Set problem 1
Copy the entry below about dotting the gold framed mirror line for line, and leave the picture out of your copy.
##### Document excerpt #####
4.7If circumstances as referred to in Article 4.5 or circumstances as referred to in Article 4.6 occur on the side of Sisow or if the Merchant, despite reminders from Sisow, has not conducted a single Transaction within a period of six months or if the Merchant, in the opinion of Sisow, does not maintain a satisfactory complaint procedure, Sisow is entitled to: – deny the Merchant access to and use of the Sisow Gateway and the Service related thereto, in whole or in part, and deactivate, take out of service and/or limit the use of the Merchant’s user’s account; – suspend Transactions which have not yet been executed; – reverse Transactions which have already been executed; – suspend Sisow’s obligations arising from the Agreement or the General Terms and Conditions, without prejudice to all rights and authorities of Sisow.
4.8If the Agreement is terminated based on this Article, the Services already delivered by Sisow and the related obligation of the Merchant to pay Fees cannot be revoked unless the Merchant proves that Sisow is in default with regard to those Services. In that case, the Fees due and payable by the Merchant shall become immediately due and payable.
4.9When the Agreement is terminated for whatever reason, the right of the Merchant to gain access and use the Sisow Gateway shall terminate by operation of law.
5.ACCESS TO AND USE OF THE SISOW GATEWAY AND THE RELATED SERVICE
5.1After the formation of the Agreement, Sisow shall grant the Merchant access to a non-exclusive and non-transferable user right to the Sisow Gateway.
5.2The Merchant shall be responsible for the realization of the connection that is required for this with regard to the Merchant’s systems and the Sisow Gateway. The activities to be performed by the Merchant or that have been performed by the Merchant shall be at the expense and risk of the Merchant. If asked, Sisow is prepared to support the Merchant in realizing the connection for a fee. The Merchant shall be able to use the Service for the first time after a correct connection has been made.
5.3The applications and software developed by Sisow are only suitable for standard applications.
5.4Sisow is authorized to change the (technical) properties of the Sisow Gateway. If and insofar as this has consequences for the access or use (methods) by the Merchant of the Sisow Gateway, Sisow shall inform the Merchant regarding this in a timely manner and appropriately.
5.5Sisow cannot accept any liability for any damages or losses that are the result of or are related to the use such as, but not limited to, not being able to use and/or not being able to use fully or on time the Sisow Gateway and the related Services by the Merchant.
##### Rows #####
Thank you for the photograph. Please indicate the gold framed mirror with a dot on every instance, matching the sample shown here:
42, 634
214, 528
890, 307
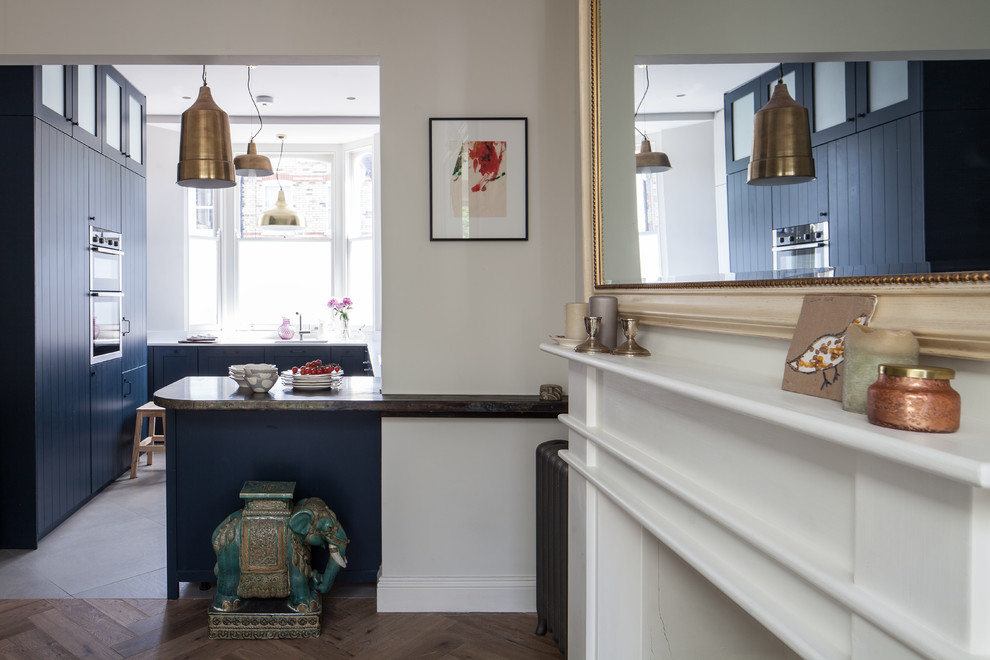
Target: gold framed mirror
#####
Set problem 2
Write the next part of the Sisow Gateway terms above, picking up right after the last clause shown.

Written response 1
Thank you for the photograph. Please indicate the gold framed mirror with a dot on every instance, matching the sample shown here:
42, 634
214, 528
890, 307
Target: gold framed mirror

Written response 2
6.RELATIONSHIP WITH THE CUSTOMER, FINANCIAL INSTITUTION AND OTHER THIRD PARTIES
6.1The Agreement and General Terms and Conditions shall only apply to the legal relationship between Sisow and the Merchant. Sisow is expressly not a Party with regard to the agreements between, on the one hand, the Merchant and, on the other hand, the Customer, Financial Institution or other third party.
6.2Sisow shall not be liable towards the Merchant for (legal) actions of the Customer, Financial Institution or other third party or shortcomings in the observance of the liabilities and obligations by the Customer, Financial Institution or other third party.
6.3The Merchant shall indemnify Sisow against all claims of the Customer, Financial Institution and other third parties: – which are related to the execution of the Agreement, such as but not exclusively the use, (temporary) decommissioning or limited operation of the Sisow Gateway or the discontinuation of a payment service provided by a Financial Institution; – which are unrelated to the execution of the Agreement and are the consequence of acts or omissions of the Merchant, such as but not exclusively claims owing to the lack of delivery of goods or services to the Customer.
7.OBLIGATIONS OF THE MERCHANT
7.1The Merchant must provide all information and documents that Sisow requests including, but not limited to, the data and documents required within the framework of anti-money laundering legislation or other legislation and regulations and must ensure that this information is correct, complete and has been obtained and processed legally.
7.2The Merchant commits to submitting to Sisow (additional) data, information and documents by using the Reporting Form as soon as possible but within ten working days at most after any legal arrangement, (change to) the risk profile of the Merchant or other changes as specified in the aforementioned Reporting Form should represent a reason to do so.
7.3The Merchant guarantees to Sisow that: – he offers no goods and/or services of which the existence, offer, trade, possession or use is punishable by law, contradicts applicable laws and regulations and/or contradicts the acceptance policy used by Sisow; – he meets his obligations to the Customer; -he abides to the laws and regulations, such as but not limited to the Personal Data Protection Act and the Distance Selling Act; – he concludes no agreements with the Customer which are void or voidable, improper, fraudulent or otherwise inconsistent with common decency, public order or respectable business practices, or are contrary to Sisow’s acceptance policy; – he refrains from activities which can inflict damage to Sisow’s reputation and/or brand.
7.4The Merchant shall take responsibility at his/her own expense and risk for the uninterrupted availability and correct operation and protection of his/her website and the connection of his/her systems with the Sisow Gateway.
7.5The Merchant shall manage his/her connection to the Sisow Gateway under his/her exclusive responsibility. The Merchant recognises and is aware of the risks linked to the use of the internet, email and Payment Services.
7.6The Merchant must comply with the instructions and rules set by Sisow at all times and fully including, but not limited to, the instructions and rules set with regard to the access and use of the Sisow Gateway.
7.7The Merchant may expressly not disrupt the normal operation of and the access to the Sisow Gateway, to damage, limit or in some other way influence its integrity and/or remove or evade its protections.
7.8The Merchant guarantees that (the content of) the Merchant’s website complies with the legislation and regulations that apply with regard to this.
7.9The Merchant has an appropriate complaints procedure for Customers and must act in accordance with Article 14 when Customers lodge a complaint.
7.10The Merchant shall not abuse the Sisow Gateway Service and shall indemnify Sisow of such abuse by employees or any other third party who is involved in the activities of the Merchant.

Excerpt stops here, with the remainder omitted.